**Required work**
Rewrite all of the material below with "instance" replaced by "occurrence" everywhere it occurs, keeping every other word and point the same and omitting the pictures.

**Material provided**
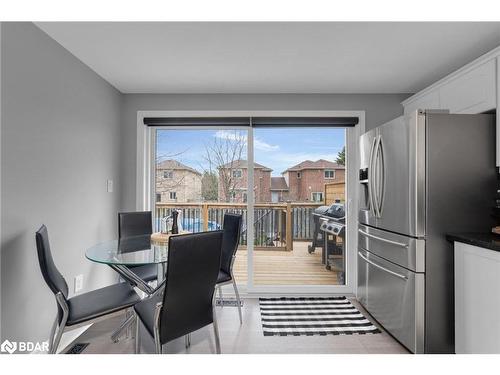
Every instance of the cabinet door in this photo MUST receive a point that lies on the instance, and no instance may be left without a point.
(428, 101)
(472, 92)
(477, 300)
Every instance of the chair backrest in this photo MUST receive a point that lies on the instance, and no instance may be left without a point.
(192, 270)
(134, 223)
(50, 273)
(230, 240)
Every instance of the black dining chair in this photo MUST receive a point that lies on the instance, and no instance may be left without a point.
(231, 238)
(82, 308)
(137, 224)
(187, 303)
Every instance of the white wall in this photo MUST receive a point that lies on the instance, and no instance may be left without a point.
(379, 109)
(60, 141)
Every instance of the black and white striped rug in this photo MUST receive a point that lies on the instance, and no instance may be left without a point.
(312, 316)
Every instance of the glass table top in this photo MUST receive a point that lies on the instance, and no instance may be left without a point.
(129, 251)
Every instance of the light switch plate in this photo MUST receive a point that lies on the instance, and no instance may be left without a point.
(109, 186)
(78, 283)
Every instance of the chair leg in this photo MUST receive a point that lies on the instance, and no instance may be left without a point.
(216, 333)
(220, 296)
(158, 346)
(137, 335)
(237, 300)
(52, 334)
(57, 340)
(123, 327)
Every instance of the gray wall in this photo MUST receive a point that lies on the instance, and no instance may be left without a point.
(379, 109)
(60, 142)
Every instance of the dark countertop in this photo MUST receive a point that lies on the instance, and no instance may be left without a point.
(486, 240)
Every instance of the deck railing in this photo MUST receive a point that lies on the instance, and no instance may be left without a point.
(276, 225)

**Result of this task**
Every occurrence of the cabinet door in this photo MUST receive a point that lies on the occurrence, and no occurrence may be left without a point.
(428, 101)
(472, 92)
(477, 300)
Every occurrence of the chair backrest in this photo MUST receive a point that lies on the occurrence, and no occurrence may be left without a point.
(192, 270)
(134, 223)
(50, 273)
(230, 240)
Every occurrence of the black dining chair in this photo MUST receive a point that lies on the occurrence, and no occurrence may be left without a point.
(231, 238)
(82, 308)
(137, 224)
(187, 303)
Every occurrence of the white wall in this photo MUST receive a point that lies on the occurrence, and no occurrence may be left without a point.
(379, 109)
(60, 141)
Every occurrence of the black and white striped rug in this photo MUST receive a point that lies on the occurrence, and no occurrence may be left without a point.
(312, 316)
Every occurrence of the glass table top in this photo MUST receive a point that lies on the occurrence, and no occurrence may be left without a point.
(129, 251)
Every occurrence of the light switch plate in this photo MUST receive a point that lies on the occurrence, and no occurrence may be left without a point.
(109, 186)
(78, 283)
Every occurrence of the chair leg in this photo MUST receive a point that lies on the occurrence, and no occurrence may be left without a point.
(216, 333)
(220, 296)
(158, 346)
(137, 335)
(237, 300)
(52, 334)
(57, 340)
(123, 327)
Every occurrence of the gray wall in this photo MUST receive a point that lies on the occurrence, and no occurrence may be left without a point.
(379, 109)
(60, 142)
Every occurrence of the dark countertop in this photo MUST receive a point that lies on the occurrence, and no occurrence may be left without a point.
(486, 240)
Every occurrence of the deck railing in this photo MUST receive a point that lies on the occurrence, and no occurrence may be left without a point.
(276, 225)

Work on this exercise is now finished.